• [Problem description]: Your reply should be a single number, the count of lines in the records that contain the string "backpack".

= Beginning of Section =

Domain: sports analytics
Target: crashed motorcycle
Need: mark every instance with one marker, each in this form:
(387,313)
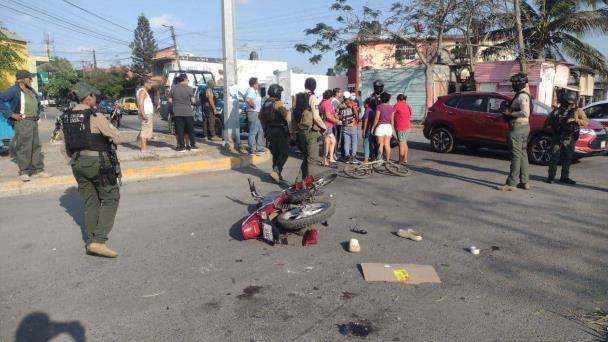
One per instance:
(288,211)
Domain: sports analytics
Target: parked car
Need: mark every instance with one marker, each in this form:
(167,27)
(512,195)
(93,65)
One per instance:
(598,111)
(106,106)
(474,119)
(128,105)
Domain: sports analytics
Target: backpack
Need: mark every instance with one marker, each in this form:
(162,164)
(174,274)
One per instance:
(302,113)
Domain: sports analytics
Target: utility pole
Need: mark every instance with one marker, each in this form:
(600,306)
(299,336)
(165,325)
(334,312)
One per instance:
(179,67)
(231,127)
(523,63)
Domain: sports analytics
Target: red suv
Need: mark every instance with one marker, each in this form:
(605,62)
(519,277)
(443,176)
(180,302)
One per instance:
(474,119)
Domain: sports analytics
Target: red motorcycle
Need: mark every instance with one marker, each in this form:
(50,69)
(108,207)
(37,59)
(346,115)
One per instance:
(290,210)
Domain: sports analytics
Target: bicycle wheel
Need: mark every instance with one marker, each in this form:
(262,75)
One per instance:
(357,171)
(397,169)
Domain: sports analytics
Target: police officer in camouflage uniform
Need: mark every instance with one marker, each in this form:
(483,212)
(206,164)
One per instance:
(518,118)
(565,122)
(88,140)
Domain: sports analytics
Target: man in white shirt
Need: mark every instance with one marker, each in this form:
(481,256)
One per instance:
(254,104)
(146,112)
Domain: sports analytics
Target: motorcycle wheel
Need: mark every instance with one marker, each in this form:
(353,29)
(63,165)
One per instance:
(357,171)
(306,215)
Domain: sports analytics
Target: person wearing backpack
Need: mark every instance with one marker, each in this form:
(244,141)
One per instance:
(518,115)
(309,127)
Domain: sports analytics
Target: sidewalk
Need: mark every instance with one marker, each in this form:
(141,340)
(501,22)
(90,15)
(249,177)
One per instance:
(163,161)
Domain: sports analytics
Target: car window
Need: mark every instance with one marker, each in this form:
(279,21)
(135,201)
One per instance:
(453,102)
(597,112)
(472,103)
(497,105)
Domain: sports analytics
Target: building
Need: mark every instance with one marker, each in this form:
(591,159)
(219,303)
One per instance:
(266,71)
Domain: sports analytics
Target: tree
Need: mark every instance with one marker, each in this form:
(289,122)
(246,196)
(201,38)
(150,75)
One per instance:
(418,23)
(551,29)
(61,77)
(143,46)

= End of Section =
= Beginning of Section =

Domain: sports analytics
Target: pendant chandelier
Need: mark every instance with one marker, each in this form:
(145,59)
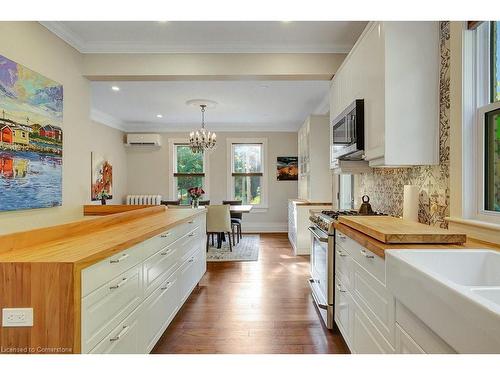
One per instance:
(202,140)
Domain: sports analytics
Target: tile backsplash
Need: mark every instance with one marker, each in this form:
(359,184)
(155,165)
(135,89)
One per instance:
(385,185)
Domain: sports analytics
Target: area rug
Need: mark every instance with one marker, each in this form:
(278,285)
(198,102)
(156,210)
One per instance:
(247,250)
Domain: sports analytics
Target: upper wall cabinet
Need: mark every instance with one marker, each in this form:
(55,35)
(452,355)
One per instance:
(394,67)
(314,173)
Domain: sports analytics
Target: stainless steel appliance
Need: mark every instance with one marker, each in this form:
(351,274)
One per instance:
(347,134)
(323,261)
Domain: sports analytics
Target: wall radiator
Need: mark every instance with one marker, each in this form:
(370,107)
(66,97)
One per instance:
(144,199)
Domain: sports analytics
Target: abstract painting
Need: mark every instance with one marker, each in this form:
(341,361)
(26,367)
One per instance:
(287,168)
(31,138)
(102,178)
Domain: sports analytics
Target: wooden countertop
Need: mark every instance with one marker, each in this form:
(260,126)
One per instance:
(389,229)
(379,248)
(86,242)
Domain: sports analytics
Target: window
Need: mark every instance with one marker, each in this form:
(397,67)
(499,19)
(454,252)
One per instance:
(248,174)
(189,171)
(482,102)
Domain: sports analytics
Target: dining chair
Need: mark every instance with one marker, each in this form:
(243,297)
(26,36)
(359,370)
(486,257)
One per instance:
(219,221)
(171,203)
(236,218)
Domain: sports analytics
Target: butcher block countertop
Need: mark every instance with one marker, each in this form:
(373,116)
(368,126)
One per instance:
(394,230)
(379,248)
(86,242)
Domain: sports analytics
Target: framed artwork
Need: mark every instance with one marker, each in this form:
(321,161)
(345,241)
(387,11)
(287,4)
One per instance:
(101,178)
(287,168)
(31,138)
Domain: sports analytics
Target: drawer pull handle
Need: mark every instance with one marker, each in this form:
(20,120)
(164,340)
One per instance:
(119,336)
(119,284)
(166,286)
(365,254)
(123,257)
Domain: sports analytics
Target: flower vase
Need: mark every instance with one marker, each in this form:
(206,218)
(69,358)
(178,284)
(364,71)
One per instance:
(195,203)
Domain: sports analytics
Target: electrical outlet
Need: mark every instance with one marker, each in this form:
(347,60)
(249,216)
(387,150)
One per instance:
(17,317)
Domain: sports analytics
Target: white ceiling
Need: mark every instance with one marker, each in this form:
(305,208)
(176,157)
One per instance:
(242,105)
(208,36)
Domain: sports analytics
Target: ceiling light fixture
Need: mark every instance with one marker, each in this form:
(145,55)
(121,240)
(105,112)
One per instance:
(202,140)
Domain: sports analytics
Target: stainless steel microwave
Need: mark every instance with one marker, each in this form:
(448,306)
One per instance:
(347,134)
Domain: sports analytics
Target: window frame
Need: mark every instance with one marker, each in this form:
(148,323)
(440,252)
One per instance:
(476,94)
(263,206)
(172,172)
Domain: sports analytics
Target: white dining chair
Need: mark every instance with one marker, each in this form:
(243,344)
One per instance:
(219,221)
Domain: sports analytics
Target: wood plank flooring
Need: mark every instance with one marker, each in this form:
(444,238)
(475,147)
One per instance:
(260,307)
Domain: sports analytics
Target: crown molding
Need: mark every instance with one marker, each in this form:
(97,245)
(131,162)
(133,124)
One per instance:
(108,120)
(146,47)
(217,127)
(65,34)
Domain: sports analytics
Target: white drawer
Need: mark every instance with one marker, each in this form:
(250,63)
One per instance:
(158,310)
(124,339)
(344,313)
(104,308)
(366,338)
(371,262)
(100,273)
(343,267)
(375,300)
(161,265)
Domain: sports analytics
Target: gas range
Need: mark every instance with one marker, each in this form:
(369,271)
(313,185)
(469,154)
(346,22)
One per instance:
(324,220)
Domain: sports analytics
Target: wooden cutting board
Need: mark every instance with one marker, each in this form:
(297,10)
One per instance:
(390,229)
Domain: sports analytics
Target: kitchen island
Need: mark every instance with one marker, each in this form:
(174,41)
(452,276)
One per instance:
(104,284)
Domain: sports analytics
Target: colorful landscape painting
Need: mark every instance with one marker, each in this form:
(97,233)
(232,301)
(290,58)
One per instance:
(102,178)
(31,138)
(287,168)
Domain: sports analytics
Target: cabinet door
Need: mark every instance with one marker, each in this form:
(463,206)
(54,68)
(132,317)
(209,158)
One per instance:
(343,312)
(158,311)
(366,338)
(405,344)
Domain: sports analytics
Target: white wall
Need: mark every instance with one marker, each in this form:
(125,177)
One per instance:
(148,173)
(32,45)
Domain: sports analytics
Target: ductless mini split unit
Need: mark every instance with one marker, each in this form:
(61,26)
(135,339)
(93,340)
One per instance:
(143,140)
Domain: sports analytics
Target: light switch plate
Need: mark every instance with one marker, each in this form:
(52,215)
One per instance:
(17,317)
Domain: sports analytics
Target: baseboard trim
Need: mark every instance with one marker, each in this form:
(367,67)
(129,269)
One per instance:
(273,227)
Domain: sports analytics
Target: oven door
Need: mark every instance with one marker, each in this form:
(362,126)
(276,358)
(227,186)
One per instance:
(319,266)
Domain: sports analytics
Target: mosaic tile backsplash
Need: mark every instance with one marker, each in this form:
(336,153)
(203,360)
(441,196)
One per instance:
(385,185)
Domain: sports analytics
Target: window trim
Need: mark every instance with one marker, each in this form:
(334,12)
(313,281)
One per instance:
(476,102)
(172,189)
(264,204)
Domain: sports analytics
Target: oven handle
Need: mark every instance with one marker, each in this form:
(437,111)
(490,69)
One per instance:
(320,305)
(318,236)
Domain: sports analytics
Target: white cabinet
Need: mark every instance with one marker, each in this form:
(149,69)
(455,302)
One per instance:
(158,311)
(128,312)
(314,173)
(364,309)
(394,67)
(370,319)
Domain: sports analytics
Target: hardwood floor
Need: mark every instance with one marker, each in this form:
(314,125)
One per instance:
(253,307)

= End of Section =

• [Task response]: 2